■ Requirement
Nothing but the lines from the one containing "Please place a point on every instance of the monument" through the last line should be written out, please, exactly as they stand.

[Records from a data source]
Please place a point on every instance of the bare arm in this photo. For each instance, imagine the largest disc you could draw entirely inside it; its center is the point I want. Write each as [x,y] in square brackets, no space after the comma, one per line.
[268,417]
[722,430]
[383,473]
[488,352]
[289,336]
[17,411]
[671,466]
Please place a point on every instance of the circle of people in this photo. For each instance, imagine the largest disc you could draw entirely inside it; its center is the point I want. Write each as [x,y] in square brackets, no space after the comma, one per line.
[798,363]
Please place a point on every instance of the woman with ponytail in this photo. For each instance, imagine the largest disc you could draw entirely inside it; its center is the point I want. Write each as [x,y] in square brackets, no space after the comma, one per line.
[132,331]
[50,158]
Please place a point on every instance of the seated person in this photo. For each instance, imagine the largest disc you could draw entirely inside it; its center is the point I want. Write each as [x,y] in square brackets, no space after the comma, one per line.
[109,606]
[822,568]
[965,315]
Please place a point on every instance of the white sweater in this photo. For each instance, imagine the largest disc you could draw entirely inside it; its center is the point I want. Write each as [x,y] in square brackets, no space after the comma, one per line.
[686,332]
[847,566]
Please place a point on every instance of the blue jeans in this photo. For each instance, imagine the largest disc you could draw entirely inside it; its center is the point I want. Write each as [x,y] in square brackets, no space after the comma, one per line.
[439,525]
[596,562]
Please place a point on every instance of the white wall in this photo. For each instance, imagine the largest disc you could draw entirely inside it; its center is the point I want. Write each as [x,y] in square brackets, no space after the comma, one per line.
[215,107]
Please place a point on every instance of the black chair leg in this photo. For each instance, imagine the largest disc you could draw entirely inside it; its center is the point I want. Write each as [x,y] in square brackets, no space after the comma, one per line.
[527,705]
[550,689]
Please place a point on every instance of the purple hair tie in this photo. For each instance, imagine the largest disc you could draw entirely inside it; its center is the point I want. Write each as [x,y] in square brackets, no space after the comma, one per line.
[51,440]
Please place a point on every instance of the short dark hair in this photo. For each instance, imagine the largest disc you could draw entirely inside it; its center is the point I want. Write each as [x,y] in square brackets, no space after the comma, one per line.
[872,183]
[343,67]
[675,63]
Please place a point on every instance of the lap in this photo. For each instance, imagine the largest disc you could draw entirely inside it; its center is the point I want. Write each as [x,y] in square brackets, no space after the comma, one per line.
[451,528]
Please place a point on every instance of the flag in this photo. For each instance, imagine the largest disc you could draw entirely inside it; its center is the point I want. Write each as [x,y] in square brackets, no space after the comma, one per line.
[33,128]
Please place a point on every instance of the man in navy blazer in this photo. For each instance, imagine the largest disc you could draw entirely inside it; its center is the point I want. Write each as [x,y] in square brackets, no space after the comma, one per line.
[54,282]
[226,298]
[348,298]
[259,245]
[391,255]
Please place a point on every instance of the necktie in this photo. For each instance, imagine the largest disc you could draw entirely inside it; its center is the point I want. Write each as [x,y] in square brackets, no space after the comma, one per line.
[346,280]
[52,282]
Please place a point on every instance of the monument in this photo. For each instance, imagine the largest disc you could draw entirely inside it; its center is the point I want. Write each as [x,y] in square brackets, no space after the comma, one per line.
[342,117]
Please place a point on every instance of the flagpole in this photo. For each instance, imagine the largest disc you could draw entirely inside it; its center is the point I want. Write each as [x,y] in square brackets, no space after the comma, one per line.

■ Answer to this problem
Please place a point on every instance of the monument in this photo. For each instance, imagine the largest disc you could draw entirely inside it; its center is the point I want. Write each as [x,y] in square brackets, no space after the comma, one per line.
[342,117]
Please place a point on every instance of the flagpole in this photo. For each instance, imagine the largest disc you could draw entirely inside it; its center is the point I want. Write each as [x,y] in square brackets, no space after the comma, one per line.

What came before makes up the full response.